• AIM 1:
Repeat everything in the passage on CBD class actions from "The plaintiff argued" down to "primary jurisdiction doctrine.".

===== DOCUMENT EXCERPT =====

The plaintiff argued that he, as well as other class members, would not have purchased any of the CBD products or would have paid less for them “if they were aware of the misleading labeling of the products by defendant.” Id. Although the item Dasilva purchased was not discussed in the FDA letter, he argued that it was improperly labeled as a dietary supplement because it is, in fact, a misbranded drug. Id. Infinite filed a motion to dismiss based on preemption, failure to state a claim, and lack of subject matter jurisdiction, and further moved to stay the proceedings pursuant to the primary jurisdiction doctrine.

In deciding whether to stay the class action pursuant to the primary jurisdiction doctrine, the Dasilva court considered the following non-exhaustive factors: “(1) the need to resolve an issue that (2) has been placed by Congress within the jurisdiction of an administrative body having regulatory authority (3) pursuant to a statute that subjects an industry or activity to a comprehensive regulatory authority that (4) requires expertise or uniformity in administration.” Id. at *2 (citing Syntek Semiconductor Co., Ltd. v. Microchip Tech., Inc., 307 F.3d 775, 781 (9th Cir. 2002)).

The Dasilva court held that the primary jurisdiction doctrine applies where the “initial decision-making responsibility should be performed by the relevant agency rather than the courts.” GCB Commc’ns, Inc. v. U.S. S. Commc’ns, Inc., 650 F.3d 1257, 1263–64 (9th Cir. 2011). Although the primary jurisdiction doctrine applies in “limited circumstances,” and “a court should not invoke primary jurisdiction when the agency is aware of but has expressed no interest in the subject matter of the litigation,” the FDA and Congress have separately expressed interest in regulating CBD. Astiana v. Hain Celestial Grp., Inc., 783 F.3d 753, 760–61 (9th Cir. 2015).

In granting Infinite’s motion to dismiss and staying the case, the Dasilva court noted that the FDA was within its purview to exercise rulemaking authority over the definitions and regulation of CBD products. The court further recognized, however, that there is “‘uncertainty’ regarding whether specific CBD products constitute drugs, food additives, dietary supplements, or nutrients, and whether labelling standards for CBD will be the same as with respect to other types of products under the FDCA and existing FDA regulations.” Id. at *2 (citing Synder v. Green Roads of Fla., LLC, 430 F. Supp. 3d 1297, 1308 (S.D. Fla. 2020)).

The court also stressed uncertainty about how to adjudicate the plaintiff’s claims, given the lack of clarity as to whether Infinite’s CBD product was a drug, dietary supplement, or food product, and the applicable standards and held that “consistent guidance and uniform administration are needed in this area, particularly given potential safety concerns.” Id. (citing Syntek, 307 F.3d at 781).

As the industry awaits specific regulations from the FDA, practitioners must be aware of the primary jurisdiction doctrine’s effect on CBD class actions; likewise, CBD companies should also be aware of the doctrine’s implications as litigation progresses.

===== DATA LISTING =====

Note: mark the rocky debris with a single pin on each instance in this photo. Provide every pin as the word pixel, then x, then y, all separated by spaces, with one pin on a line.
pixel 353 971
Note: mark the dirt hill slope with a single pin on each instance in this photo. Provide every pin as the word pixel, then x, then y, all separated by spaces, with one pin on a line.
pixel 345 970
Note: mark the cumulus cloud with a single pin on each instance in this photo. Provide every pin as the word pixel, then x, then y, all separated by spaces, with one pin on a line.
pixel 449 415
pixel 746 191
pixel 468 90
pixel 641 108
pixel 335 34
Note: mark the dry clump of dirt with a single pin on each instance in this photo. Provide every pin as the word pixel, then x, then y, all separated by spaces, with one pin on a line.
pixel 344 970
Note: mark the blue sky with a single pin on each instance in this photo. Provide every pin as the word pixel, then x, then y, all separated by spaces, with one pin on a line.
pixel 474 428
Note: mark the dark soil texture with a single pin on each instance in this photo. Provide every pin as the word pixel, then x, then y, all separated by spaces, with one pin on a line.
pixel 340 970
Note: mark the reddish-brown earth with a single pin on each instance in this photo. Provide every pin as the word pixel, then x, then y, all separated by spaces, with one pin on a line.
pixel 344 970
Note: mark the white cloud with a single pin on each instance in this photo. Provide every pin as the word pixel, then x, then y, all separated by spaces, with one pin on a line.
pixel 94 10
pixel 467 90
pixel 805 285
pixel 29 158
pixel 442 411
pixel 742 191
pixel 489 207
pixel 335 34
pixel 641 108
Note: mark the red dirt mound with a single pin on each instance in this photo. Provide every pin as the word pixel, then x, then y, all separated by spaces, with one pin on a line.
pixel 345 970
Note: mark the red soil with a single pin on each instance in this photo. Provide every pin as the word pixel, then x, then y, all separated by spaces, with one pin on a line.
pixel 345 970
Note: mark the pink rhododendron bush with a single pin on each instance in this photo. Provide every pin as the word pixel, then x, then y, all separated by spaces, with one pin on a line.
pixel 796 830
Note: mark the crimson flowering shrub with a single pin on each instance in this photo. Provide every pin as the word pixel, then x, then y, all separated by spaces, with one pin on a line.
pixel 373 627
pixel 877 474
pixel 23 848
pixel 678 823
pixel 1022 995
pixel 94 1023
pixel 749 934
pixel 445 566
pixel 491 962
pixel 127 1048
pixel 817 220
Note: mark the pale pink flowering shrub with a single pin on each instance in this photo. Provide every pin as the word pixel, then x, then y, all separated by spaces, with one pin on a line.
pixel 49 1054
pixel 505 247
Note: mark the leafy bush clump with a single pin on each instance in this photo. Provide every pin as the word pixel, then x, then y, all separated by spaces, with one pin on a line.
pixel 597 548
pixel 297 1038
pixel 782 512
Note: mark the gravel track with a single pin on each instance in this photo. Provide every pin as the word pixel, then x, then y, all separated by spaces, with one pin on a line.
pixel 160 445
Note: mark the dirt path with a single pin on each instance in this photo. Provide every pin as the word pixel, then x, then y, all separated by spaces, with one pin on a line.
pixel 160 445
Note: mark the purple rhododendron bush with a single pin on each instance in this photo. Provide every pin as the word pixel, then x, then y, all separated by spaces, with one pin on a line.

=====

• AIM 2:
Rewrite the records from their start down to the line containing "pixel 353 971", replacing "rocky debris" with "loose rubble" and leaving all else unchanged.

• FINAL ANSWER 1:
The plaintiff argued that he, as well as other class members, would not have purchased any of the CBD products or would have paid less for them “if they were aware of the misleading labeling of the products by defendant.” Id. Although the item Dasilva purchased was not discussed in the FDA letter, he argued that it was improperly labeled as a dietary supplement because it is, in fact, a misbranded drug. Id. Infinite filed a motion to dismiss based on preemption, failure to state a claim, and lack of subject matter jurisdiction, and further moved to stay the proceedings pursuant to the primary jurisdiction doctrine.

• FINAL ANSWER 2:
Note: mark the loose rubble with a single pin on each instance in this photo. Provide every pin as the word pixel, then x, then y, all separated by spaces, with one pin on a line.
pixel 353 971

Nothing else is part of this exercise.